Excerpted records ::
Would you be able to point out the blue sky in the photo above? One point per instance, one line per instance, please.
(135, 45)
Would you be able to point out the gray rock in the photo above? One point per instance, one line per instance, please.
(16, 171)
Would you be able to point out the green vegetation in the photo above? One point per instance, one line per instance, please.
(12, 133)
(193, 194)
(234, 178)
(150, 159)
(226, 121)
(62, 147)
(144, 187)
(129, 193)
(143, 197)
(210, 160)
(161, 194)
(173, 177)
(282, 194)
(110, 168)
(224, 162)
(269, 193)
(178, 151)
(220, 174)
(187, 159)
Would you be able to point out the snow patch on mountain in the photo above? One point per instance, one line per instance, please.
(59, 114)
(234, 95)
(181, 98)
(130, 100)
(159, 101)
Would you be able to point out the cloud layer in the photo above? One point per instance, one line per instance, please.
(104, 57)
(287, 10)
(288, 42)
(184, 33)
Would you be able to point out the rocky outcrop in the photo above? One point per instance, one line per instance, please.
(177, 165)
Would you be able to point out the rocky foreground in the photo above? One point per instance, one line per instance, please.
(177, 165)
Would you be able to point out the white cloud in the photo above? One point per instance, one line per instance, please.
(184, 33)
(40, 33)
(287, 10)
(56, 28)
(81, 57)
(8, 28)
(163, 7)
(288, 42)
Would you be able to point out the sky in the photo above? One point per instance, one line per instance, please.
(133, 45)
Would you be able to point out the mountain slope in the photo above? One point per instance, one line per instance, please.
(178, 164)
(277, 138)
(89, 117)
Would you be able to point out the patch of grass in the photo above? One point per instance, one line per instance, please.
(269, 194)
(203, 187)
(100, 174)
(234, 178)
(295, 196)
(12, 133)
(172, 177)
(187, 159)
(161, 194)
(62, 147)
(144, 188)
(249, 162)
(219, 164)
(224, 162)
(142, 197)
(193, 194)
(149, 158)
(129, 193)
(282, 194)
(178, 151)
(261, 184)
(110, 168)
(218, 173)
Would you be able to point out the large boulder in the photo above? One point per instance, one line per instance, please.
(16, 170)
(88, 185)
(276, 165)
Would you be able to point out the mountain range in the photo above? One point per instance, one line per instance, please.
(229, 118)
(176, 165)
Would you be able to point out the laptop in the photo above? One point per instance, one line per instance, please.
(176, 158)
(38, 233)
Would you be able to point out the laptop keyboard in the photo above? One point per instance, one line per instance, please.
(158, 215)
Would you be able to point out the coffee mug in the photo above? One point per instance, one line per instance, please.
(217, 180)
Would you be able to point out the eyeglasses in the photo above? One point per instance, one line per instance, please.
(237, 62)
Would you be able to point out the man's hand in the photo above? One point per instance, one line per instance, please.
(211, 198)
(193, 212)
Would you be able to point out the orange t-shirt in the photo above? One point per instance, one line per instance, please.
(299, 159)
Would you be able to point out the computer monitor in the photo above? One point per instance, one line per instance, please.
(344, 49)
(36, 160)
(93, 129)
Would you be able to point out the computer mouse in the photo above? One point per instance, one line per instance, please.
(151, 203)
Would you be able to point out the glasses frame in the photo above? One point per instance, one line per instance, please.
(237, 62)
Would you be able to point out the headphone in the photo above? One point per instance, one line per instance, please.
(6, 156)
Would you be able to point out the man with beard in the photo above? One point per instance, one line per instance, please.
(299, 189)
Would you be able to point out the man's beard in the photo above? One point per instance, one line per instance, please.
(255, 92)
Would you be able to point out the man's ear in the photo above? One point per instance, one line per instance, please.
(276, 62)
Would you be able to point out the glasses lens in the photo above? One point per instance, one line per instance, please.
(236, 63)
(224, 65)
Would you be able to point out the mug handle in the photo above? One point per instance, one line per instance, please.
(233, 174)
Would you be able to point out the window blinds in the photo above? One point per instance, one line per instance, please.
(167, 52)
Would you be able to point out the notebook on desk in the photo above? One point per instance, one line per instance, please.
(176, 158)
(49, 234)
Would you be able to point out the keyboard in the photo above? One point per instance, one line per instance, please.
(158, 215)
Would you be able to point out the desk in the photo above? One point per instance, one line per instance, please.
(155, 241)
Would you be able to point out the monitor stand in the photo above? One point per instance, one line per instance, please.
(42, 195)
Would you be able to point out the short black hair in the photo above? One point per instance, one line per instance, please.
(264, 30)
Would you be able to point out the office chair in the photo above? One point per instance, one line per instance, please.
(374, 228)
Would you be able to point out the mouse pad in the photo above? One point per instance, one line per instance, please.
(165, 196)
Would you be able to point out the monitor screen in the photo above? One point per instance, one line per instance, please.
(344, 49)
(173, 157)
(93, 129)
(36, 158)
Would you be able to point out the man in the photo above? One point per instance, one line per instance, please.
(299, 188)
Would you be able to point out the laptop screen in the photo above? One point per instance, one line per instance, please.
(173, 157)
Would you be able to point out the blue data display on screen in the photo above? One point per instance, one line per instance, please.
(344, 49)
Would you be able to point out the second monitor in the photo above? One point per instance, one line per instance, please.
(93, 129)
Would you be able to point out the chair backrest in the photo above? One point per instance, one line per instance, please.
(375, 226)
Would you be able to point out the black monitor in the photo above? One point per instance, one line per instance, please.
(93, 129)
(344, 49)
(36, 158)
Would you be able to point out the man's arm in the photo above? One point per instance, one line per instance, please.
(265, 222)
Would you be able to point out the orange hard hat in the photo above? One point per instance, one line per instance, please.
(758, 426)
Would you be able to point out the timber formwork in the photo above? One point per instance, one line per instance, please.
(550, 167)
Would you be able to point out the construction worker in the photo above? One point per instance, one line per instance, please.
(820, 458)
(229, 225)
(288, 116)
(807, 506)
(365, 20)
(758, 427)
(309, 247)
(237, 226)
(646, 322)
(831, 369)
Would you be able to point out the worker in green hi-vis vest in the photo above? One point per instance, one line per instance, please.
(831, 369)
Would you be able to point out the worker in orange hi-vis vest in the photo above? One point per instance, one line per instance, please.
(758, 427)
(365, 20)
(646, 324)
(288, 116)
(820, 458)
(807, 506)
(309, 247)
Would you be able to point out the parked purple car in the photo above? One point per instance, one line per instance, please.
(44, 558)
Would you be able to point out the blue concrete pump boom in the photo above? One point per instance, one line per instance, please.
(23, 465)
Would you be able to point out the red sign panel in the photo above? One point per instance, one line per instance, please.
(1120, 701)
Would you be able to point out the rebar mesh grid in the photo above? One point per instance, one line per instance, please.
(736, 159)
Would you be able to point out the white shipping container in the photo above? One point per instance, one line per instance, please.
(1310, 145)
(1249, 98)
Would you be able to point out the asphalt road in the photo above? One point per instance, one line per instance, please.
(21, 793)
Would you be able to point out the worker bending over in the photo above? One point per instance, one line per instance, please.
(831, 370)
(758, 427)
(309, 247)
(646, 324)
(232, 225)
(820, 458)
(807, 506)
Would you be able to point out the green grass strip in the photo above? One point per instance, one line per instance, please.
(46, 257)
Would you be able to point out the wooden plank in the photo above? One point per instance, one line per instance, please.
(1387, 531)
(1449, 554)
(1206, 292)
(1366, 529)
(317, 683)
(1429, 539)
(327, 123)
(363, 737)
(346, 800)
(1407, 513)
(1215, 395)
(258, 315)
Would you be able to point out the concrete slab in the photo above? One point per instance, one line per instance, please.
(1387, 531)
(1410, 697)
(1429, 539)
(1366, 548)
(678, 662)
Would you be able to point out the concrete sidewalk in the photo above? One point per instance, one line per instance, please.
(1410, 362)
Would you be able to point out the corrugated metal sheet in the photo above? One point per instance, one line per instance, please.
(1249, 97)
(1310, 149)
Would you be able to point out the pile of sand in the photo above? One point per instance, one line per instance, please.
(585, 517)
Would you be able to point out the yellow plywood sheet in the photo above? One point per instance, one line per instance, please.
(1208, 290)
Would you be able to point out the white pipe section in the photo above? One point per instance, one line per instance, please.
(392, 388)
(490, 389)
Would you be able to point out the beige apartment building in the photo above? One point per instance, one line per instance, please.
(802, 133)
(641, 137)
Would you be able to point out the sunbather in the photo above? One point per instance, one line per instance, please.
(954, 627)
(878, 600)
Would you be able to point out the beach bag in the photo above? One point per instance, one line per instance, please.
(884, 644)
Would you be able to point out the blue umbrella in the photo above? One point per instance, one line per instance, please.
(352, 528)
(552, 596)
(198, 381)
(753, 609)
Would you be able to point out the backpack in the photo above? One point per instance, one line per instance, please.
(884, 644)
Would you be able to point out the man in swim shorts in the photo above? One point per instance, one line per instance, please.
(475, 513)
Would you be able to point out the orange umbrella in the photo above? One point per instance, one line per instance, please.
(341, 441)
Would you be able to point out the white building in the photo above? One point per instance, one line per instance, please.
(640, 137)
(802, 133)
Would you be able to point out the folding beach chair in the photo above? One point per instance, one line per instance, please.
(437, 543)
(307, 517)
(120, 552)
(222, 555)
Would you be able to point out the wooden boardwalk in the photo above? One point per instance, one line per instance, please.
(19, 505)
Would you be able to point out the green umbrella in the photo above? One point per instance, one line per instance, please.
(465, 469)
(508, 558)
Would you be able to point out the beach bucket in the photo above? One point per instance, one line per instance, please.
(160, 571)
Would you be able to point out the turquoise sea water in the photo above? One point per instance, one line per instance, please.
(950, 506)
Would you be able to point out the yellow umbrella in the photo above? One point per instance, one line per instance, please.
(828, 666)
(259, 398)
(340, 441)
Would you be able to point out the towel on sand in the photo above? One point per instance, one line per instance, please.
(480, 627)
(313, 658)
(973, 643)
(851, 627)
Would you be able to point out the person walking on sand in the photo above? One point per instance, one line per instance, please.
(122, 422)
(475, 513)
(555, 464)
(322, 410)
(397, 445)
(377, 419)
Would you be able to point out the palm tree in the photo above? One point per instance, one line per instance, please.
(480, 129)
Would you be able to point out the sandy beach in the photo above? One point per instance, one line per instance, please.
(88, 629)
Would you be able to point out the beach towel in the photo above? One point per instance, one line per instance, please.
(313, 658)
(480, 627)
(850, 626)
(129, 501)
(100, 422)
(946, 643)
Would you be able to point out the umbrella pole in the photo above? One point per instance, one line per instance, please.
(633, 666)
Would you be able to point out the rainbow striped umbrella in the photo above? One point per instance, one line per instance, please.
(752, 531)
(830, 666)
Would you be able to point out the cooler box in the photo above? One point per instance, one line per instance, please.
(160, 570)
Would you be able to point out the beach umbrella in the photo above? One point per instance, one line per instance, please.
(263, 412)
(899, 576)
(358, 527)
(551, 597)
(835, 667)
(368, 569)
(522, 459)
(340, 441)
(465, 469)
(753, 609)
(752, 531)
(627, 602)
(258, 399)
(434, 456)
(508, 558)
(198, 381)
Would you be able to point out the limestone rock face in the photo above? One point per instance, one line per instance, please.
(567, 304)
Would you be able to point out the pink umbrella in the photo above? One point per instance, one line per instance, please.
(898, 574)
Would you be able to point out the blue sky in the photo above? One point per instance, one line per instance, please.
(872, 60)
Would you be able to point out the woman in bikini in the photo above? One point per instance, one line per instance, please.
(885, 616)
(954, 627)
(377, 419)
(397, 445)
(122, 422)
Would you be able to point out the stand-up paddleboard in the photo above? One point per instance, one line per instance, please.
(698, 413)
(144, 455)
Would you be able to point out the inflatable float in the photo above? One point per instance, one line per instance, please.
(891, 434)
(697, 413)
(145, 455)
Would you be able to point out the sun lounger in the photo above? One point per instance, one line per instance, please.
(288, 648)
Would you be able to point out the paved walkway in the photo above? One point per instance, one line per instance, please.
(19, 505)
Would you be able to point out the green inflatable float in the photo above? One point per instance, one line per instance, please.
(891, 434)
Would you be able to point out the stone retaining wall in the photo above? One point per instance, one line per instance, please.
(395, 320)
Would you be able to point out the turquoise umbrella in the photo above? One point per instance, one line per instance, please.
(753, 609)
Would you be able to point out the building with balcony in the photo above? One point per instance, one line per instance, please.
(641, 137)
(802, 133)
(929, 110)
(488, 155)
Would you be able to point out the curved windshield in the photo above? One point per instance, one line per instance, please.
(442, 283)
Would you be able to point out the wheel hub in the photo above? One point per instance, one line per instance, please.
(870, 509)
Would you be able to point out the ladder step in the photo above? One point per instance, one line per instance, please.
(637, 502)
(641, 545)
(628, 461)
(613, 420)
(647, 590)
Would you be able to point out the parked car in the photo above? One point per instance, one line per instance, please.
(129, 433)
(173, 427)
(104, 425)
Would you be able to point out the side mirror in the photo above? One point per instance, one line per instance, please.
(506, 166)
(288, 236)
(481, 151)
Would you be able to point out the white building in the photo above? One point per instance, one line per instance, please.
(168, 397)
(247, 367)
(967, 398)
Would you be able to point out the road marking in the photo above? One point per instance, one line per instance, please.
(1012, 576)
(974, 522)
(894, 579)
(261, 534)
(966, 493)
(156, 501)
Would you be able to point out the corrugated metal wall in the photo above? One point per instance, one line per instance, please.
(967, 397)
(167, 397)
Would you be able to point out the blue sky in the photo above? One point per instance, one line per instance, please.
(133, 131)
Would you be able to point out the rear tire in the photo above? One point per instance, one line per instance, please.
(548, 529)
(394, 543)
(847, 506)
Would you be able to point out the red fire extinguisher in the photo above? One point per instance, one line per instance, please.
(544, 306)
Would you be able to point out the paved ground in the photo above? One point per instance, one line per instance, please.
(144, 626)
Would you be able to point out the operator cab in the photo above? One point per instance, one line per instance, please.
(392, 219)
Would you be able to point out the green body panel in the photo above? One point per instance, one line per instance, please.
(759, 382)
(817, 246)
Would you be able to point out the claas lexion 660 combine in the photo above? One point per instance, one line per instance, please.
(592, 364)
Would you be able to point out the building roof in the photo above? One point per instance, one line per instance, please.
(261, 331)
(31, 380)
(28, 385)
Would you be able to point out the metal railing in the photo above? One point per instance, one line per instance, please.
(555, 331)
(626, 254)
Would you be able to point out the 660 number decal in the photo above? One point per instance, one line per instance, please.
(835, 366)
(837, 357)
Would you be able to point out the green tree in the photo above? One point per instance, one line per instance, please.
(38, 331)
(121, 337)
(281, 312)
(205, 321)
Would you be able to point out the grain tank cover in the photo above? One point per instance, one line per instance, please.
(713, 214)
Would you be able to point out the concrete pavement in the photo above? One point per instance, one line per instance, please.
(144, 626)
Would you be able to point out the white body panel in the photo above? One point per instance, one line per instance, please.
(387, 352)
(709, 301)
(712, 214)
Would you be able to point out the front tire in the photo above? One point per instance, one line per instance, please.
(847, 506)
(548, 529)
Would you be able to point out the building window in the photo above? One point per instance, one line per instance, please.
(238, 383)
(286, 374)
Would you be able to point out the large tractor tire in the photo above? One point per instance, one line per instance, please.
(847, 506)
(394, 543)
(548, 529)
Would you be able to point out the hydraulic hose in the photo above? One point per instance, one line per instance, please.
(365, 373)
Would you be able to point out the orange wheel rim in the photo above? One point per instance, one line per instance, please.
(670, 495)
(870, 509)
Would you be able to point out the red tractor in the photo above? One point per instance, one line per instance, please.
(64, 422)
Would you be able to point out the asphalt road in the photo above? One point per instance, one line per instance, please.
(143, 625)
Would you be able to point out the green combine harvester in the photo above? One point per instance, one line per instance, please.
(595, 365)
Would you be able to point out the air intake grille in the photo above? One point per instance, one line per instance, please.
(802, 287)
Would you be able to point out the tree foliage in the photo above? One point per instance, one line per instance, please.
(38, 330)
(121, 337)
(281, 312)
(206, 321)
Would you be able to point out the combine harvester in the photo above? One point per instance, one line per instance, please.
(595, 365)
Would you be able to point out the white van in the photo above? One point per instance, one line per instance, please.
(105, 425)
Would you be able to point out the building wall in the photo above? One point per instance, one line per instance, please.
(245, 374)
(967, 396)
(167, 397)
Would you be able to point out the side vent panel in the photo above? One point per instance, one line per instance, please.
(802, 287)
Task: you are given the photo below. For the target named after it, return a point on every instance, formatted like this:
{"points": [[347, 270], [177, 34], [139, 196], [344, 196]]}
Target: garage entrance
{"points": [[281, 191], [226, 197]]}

What is needed :: Your answer must hold the line containing "Would you be able to point out the building wall" and all lines after it in the entries above, exactly, and nothing else.

Result ::
Would you be able to point out the building wall in the photo above? One point per instance, one line per instance, please.
(245, 374)
(967, 396)
(167, 397)
Would you be able to point out the side vent panel in the photo above? One point per instance, one line per instance, please.
(802, 287)
Task: you are given the photo below. For the target named after it, return a point on every instance, formatted like this:
{"points": [[347, 270], [177, 34], [139, 196], [344, 196]]}
Target: garage entrance
{"points": [[281, 191], [226, 197]]}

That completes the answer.